--- EXERCISE BRIEF ---
Nothing but the lines from the one containing "the red tiled" through the last line should be written out, please, exactly as they stand.

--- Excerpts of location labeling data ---
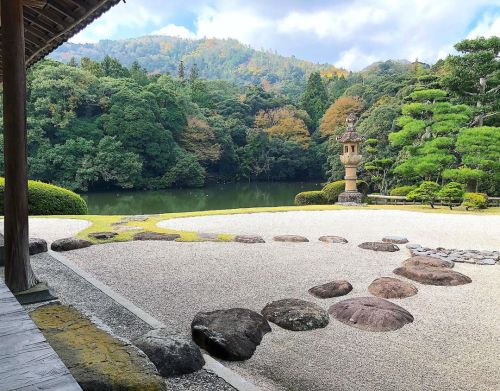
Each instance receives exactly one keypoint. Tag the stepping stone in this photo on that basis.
(148, 235)
(395, 239)
(249, 239)
(102, 235)
(424, 260)
(290, 238)
(392, 288)
(371, 314)
(430, 275)
(172, 354)
(331, 289)
(68, 244)
(296, 315)
(231, 334)
(332, 239)
(379, 246)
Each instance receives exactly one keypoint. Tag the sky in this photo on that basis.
(347, 33)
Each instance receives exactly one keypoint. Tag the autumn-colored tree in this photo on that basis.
(337, 113)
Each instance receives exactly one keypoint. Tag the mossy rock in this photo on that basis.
(97, 360)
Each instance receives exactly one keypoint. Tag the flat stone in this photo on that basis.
(68, 244)
(37, 246)
(395, 239)
(331, 289)
(371, 314)
(423, 260)
(392, 288)
(102, 235)
(430, 275)
(332, 239)
(172, 354)
(97, 360)
(231, 334)
(379, 246)
(290, 238)
(296, 314)
(249, 239)
(148, 235)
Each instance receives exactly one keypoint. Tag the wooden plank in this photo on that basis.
(27, 362)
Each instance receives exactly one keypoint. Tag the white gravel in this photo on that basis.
(453, 344)
(52, 229)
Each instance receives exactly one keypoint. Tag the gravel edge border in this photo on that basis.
(212, 365)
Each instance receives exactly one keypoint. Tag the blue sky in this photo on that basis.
(347, 33)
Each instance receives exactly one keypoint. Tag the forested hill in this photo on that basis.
(225, 59)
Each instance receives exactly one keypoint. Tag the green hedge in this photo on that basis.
(45, 199)
(402, 190)
(475, 201)
(332, 190)
(315, 197)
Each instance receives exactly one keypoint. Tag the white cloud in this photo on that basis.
(174, 30)
(488, 26)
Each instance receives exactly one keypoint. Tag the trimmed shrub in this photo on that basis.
(402, 190)
(316, 197)
(45, 199)
(475, 201)
(332, 190)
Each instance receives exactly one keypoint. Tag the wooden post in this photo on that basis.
(18, 273)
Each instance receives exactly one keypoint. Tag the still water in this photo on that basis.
(217, 196)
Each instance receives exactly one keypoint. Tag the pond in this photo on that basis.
(216, 196)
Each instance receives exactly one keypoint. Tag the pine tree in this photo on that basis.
(315, 98)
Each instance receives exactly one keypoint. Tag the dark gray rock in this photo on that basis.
(68, 244)
(332, 239)
(148, 235)
(392, 288)
(102, 235)
(249, 239)
(379, 246)
(296, 314)
(172, 354)
(331, 289)
(290, 238)
(231, 334)
(371, 314)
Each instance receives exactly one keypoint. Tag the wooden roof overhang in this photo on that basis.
(50, 23)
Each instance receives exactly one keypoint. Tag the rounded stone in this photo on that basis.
(249, 239)
(392, 288)
(379, 246)
(296, 314)
(290, 238)
(331, 289)
(395, 239)
(68, 244)
(148, 235)
(430, 275)
(424, 260)
(371, 314)
(332, 239)
(231, 334)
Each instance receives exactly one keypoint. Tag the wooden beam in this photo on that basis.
(18, 273)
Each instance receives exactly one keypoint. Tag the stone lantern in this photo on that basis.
(350, 158)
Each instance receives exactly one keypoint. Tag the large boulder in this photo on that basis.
(430, 275)
(296, 314)
(68, 244)
(379, 246)
(231, 334)
(392, 288)
(148, 235)
(172, 354)
(331, 289)
(371, 314)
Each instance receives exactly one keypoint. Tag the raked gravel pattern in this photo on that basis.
(452, 344)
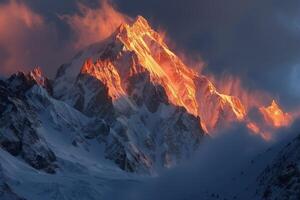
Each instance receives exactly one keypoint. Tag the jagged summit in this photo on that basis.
(135, 56)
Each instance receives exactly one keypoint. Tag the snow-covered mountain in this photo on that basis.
(125, 104)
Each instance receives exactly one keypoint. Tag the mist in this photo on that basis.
(226, 166)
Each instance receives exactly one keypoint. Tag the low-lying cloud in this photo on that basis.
(225, 167)
(92, 25)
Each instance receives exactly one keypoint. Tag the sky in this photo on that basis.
(257, 41)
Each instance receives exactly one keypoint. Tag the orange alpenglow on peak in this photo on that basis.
(38, 76)
(104, 71)
(274, 115)
(135, 48)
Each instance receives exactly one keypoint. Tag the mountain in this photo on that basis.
(125, 104)
(135, 57)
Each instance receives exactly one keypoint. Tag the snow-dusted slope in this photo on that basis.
(136, 53)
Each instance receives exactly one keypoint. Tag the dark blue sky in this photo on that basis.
(256, 40)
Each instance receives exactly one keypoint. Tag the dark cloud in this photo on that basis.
(257, 40)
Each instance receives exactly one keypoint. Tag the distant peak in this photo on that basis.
(141, 21)
(38, 76)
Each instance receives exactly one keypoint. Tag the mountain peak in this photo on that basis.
(274, 115)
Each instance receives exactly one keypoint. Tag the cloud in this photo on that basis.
(91, 25)
(252, 39)
(27, 40)
(226, 165)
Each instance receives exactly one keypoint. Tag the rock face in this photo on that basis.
(134, 62)
(6, 192)
(18, 126)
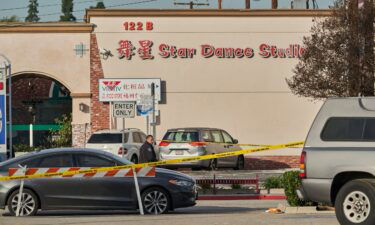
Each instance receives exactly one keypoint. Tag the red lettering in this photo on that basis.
(182, 52)
(229, 53)
(274, 51)
(207, 51)
(219, 53)
(239, 53)
(249, 52)
(163, 48)
(173, 51)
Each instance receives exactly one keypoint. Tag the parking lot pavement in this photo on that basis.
(206, 212)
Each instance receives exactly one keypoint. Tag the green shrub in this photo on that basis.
(62, 137)
(273, 182)
(290, 182)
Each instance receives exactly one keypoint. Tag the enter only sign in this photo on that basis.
(124, 109)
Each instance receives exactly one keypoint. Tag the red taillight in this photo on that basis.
(121, 150)
(302, 166)
(198, 144)
(163, 144)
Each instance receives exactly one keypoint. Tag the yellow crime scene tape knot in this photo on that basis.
(153, 164)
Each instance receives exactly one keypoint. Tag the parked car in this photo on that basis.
(168, 190)
(112, 141)
(188, 142)
(337, 162)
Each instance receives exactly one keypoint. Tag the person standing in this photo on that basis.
(147, 151)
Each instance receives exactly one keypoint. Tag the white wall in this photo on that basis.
(247, 97)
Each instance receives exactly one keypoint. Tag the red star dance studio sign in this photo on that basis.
(145, 50)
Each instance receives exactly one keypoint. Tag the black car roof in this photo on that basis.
(193, 128)
(54, 150)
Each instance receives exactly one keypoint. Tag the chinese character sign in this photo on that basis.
(113, 90)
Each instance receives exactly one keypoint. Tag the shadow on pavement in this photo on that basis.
(197, 210)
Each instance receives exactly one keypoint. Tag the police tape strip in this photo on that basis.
(152, 164)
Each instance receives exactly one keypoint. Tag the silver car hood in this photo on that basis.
(172, 173)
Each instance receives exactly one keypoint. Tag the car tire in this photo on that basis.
(240, 165)
(355, 203)
(155, 201)
(29, 206)
(134, 159)
(212, 165)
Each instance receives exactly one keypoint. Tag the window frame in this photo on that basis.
(365, 119)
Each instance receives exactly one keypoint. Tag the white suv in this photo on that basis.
(111, 141)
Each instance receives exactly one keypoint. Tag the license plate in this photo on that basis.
(179, 152)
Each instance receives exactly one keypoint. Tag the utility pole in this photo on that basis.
(153, 111)
(191, 4)
(8, 72)
(274, 4)
(247, 4)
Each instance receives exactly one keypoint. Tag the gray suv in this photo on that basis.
(338, 159)
(188, 142)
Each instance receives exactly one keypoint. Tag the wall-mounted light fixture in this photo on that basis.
(83, 107)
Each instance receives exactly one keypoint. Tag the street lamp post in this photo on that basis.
(8, 72)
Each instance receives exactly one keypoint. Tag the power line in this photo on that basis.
(45, 5)
(4, 26)
(83, 10)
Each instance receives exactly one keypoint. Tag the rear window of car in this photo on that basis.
(349, 129)
(181, 136)
(107, 138)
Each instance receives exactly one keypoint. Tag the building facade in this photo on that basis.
(219, 68)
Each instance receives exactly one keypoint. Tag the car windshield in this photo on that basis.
(181, 136)
(118, 158)
(107, 138)
(19, 158)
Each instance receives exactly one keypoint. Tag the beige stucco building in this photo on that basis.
(219, 68)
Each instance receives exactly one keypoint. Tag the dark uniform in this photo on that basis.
(147, 153)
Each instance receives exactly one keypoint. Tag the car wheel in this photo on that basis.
(29, 203)
(155, 201)
(213, 164)
(355, 203)
(240, 163)
(134, 159)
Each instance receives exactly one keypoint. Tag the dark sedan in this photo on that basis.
(166, 191)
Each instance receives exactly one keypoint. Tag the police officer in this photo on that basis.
(147, 152)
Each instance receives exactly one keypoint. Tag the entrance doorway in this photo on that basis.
(37, 100)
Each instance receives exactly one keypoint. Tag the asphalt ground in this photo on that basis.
(243, 212)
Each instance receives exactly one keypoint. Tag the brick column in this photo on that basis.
(99, 110)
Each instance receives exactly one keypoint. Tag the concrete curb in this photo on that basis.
(240, 197)
(303, 210)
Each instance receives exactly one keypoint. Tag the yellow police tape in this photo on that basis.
(160, 163)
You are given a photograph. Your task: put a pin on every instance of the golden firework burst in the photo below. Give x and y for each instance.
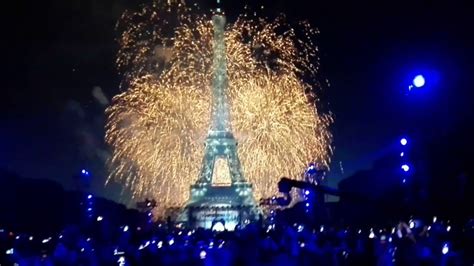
(158, 125)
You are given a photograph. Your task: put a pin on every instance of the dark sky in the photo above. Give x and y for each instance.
(56, 52)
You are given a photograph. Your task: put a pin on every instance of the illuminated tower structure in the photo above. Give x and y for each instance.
(221, 194)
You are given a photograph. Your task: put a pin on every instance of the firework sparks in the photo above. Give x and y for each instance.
(157, 127)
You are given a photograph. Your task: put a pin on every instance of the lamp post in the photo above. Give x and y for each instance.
(406, 169)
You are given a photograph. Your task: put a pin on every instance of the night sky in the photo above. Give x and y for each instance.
(58, 72)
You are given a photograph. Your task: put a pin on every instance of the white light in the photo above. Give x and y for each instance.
(419, 81)
(371, 235)
(116, 252)
(403, 141)
(445, 249)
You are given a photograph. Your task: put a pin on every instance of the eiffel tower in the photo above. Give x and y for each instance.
(221, 194)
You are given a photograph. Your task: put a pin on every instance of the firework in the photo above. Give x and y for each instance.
(158, 125)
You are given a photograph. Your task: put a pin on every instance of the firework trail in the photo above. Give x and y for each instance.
(158, 125)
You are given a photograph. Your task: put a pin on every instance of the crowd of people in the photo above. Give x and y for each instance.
(99, 243)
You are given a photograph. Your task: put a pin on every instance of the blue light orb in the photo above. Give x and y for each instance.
(405, 168)
(404, 141)
(419, 81)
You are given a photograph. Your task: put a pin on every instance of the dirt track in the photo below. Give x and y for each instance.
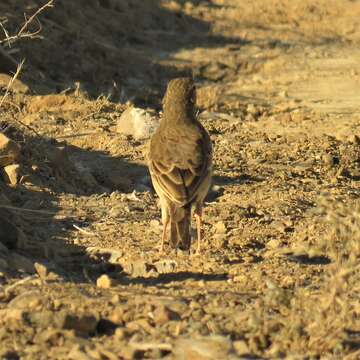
(278, 88)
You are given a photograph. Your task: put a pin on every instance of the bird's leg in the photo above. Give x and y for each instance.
(165, 225)
(198, 216)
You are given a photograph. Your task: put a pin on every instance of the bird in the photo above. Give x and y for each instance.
(180, 164)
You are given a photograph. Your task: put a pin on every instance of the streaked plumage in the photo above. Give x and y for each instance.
(180, 163)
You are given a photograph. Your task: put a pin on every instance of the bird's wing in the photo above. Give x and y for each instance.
(179, 162)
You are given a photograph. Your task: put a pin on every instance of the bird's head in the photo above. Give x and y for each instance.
(180, 97)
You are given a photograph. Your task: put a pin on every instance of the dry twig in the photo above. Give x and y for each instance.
(23, 33)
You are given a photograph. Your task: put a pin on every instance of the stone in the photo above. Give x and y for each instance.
(17, 87)
(21, 263)
(44, 272)
(138, 123)
(137, 268)
(241, 348)
(85, 324)
(220, 227)
(11, 174)
(8, 234)
(163, 314)
(205, 348)
(12, 314)
(9, 151)
(105, 282)
(7, 63)
(165, 266)
(28, 300)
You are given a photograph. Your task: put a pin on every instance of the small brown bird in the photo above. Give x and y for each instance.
(180, 163)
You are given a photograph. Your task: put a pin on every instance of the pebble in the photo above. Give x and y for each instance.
(138, 123)
(9, 151)
(105, 282)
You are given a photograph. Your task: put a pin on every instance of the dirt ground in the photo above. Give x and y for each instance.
(278, 89)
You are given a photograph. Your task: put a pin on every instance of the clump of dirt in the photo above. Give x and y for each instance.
(80, 271)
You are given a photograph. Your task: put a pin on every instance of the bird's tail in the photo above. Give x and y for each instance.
(180, 236)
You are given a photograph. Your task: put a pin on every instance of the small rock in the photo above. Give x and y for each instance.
(42, 319)
(8, 234)
(165, 266)
(273, 244)
(138, 268)
(138, 123)
(328, 160)
(220, 227)
(241, 348)
(41, 269)
(9, 151)
(44, 272)
(163, 314)
(85, 324)
(206, 348)
(17, 87)
(120, 333)
(7, 63)
(21, 263)
(105, 282)
(11, 174)
(251, 109)
(28, 300)
(12, 314)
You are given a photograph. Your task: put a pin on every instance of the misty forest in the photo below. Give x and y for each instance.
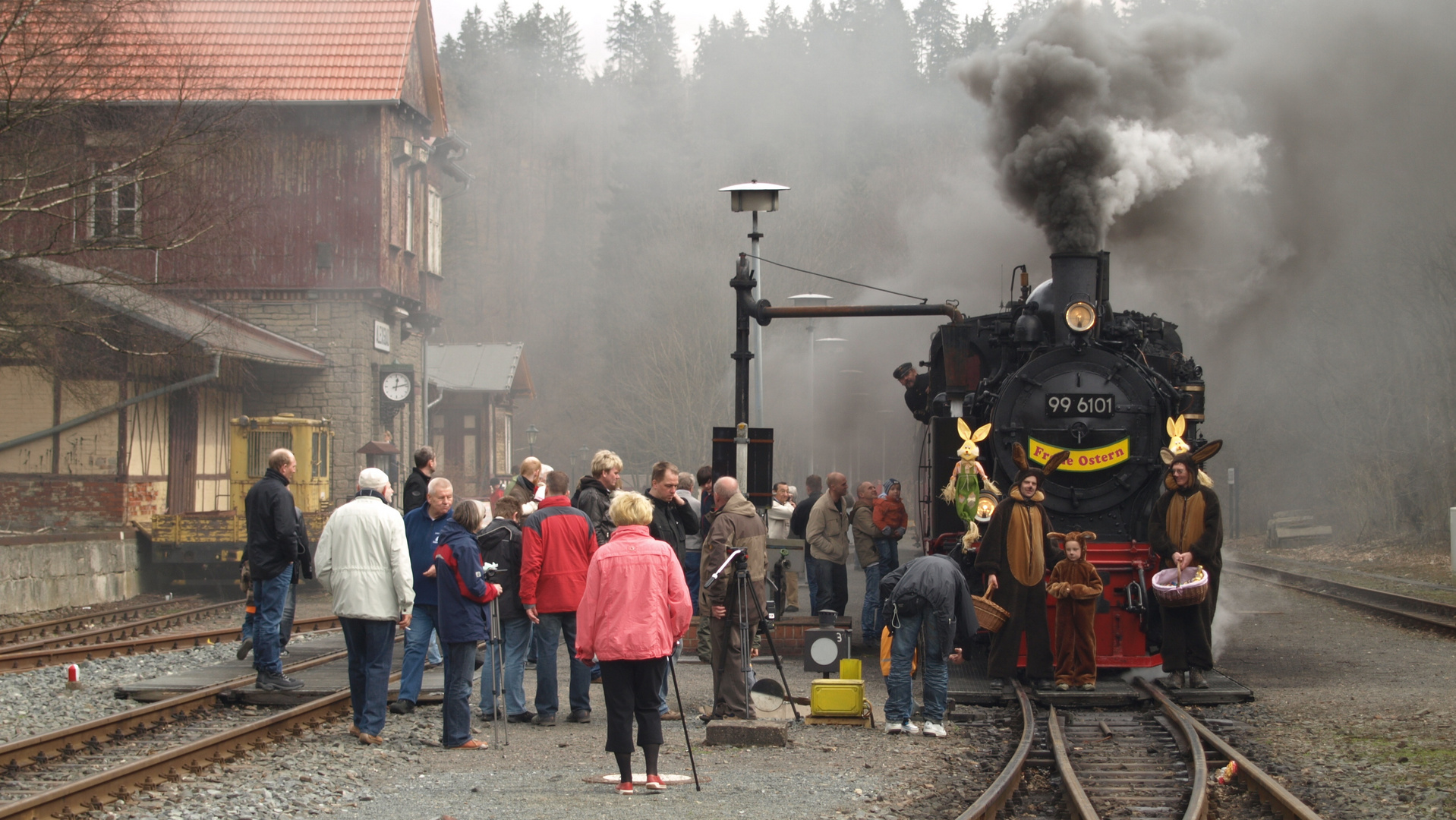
(1272, 175)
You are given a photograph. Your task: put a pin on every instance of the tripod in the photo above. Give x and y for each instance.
(748, 593)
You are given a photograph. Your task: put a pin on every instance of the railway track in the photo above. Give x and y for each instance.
(27, 660)
(1416, 612)
(1120, 764)
(85, 621)
(124, 631)
(89, 765)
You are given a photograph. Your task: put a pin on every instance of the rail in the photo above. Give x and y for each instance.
(1270, 791)
(71, 623)
(127, 629)
(1419, 612)
(1078, 803)
(1005, 785)
(92, 793)
(12, 661)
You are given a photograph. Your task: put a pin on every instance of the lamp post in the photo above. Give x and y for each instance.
(756, 197)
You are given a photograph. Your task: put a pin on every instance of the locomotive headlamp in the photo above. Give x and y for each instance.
(985, 506)
(1081, 317)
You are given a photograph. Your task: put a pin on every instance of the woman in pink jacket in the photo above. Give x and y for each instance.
(632, 612)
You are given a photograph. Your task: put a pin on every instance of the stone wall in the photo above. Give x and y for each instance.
(39, 572)
(61, 501)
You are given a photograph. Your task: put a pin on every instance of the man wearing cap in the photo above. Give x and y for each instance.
(918, 391)
(363, 561)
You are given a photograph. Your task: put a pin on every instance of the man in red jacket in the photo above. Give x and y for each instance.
(556, 548)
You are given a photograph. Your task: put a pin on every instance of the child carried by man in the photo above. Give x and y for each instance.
(1076, 586)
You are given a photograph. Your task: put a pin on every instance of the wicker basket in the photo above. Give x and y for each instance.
(989, 613)
(1184, 588)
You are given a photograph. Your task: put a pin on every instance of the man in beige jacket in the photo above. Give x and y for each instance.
(363, 561)
(827, 534)
(737, 526)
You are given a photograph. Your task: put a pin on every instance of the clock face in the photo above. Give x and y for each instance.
(396, 386)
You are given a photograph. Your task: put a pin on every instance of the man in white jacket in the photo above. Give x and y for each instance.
(363, 561)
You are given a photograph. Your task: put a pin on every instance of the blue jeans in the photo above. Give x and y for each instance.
(553, 626)
(269, 596)
(517, 634)
(284, 623)
(692, 569)
(888, 555)
(937, 675)
(870, 615)
(459, 660)
(667, 679)
(813, 576)
(417, 642)
(372, 651)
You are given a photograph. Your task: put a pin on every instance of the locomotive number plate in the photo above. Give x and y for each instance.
(1095, 405)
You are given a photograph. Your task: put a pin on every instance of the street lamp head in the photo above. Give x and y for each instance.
(755, 196)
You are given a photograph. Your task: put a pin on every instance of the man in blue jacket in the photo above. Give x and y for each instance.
(423, 528)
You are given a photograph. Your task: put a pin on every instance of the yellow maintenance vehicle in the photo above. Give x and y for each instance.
(201, 551)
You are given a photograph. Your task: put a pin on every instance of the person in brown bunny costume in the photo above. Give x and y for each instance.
(1013, 557)
(1076, 586)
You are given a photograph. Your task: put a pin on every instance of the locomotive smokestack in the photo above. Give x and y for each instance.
(1076, 295)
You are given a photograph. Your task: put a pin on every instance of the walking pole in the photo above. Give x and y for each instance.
(683, 715)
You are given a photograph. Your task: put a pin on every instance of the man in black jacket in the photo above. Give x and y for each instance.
(799, 523)
(273, 548)
(501, 545)
(929, 594)
(918, 391)
(594, 493)
(673, 520)
(418, 482)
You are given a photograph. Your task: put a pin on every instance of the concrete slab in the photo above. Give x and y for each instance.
(747, 733)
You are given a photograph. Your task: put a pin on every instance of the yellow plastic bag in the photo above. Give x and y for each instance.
(886, 644)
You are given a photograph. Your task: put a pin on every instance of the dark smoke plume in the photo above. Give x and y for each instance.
(1091, 118)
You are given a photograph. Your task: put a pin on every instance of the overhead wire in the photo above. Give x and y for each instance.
(839, 280)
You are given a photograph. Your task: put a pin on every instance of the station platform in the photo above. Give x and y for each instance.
(318, 680)
(969, 685)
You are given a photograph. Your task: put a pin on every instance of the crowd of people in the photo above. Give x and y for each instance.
(618, 576)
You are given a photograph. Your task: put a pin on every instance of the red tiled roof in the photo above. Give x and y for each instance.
(266, 52)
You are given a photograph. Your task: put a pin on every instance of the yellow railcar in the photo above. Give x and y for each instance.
(201, 551)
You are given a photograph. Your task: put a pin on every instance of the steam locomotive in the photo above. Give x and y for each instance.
(1057, 369)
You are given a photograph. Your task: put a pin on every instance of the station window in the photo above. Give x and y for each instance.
(115, 200)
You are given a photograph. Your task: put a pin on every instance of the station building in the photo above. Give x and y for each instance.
(314, 299)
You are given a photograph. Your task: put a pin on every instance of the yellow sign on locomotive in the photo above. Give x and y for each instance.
(1081, 461)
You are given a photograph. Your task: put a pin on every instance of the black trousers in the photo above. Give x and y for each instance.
(834, 583)
(631, 688)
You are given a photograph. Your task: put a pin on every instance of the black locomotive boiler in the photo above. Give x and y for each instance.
(1059, 369)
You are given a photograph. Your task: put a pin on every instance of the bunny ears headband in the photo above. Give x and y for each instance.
(1177, 446)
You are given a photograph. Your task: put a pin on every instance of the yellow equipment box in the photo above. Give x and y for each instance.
(837, 698)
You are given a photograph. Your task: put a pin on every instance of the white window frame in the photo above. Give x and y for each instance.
(108, 203)
(409, 210)
(434, 216)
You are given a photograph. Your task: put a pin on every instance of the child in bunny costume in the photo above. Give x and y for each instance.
(1076, 586)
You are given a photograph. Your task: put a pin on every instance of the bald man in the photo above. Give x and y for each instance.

--- TASK OUTPUT ---
You are given a photograph. Your task: put a pin on every instance of the red tiled roof in the photo above. Give x and y for each instance.
(266, 52)
You are given a photograph. Your task: put a pin on every instance of the yellow railcar in the photo above. Give x and y for each instance.
(201, 551)
You are given a photograph. Your task: put a pin on every instance of the steam locomotive in the photo above. Give x and y for each instance.
(1057, 369)
You are given a photograph. Your task: put a pin on every instance of the station window in the photo above. Give x and y for each instance.
(115, 200)
You are given a photograph. Your task: put a pin on every instance of the station building in the photo above. Give x and y for each instance.
(314, 299)
You are given a photograph. Your task: put a pin on every instance of the yellow sign on locomotive in the photo above. Give x and y for each instance.
(1081, 461)
You are given a photograph. Your task: put a pin on every instance of the black trousers in the photo above. Give x and y for each instance.
(834, 583)
(631, 688)
You are given a photograph. Your task: put a pin on every instance of the black locomotive boiler in the photo above. Give x and y for each instance.
(1059, 369)
You are given a photograph. Your task: put a pin on every instance of the bunny ears headband in the photo above. Give x and y for each instance.
(1177, 446)
You are given a photograph. Your task: put a pin on every instance of the yellow equipment box in the photo above. Give x and y for each instance.
(837, 698)
You are given a photograph. Your task: put a pin on every instance of the white window frame in the photo above. Give x and y for each instance.
(108, 203)
(409, 210)
(434, 216)
You are given a photograph. Your task: put a pin on every instance of the child in bunny costume in the photo above. Give x and y for each instance.
(1076, 586)
You are given a photograph. Your task: put a pin on every instance of the bald man in the photo above. Give x and y for each instance.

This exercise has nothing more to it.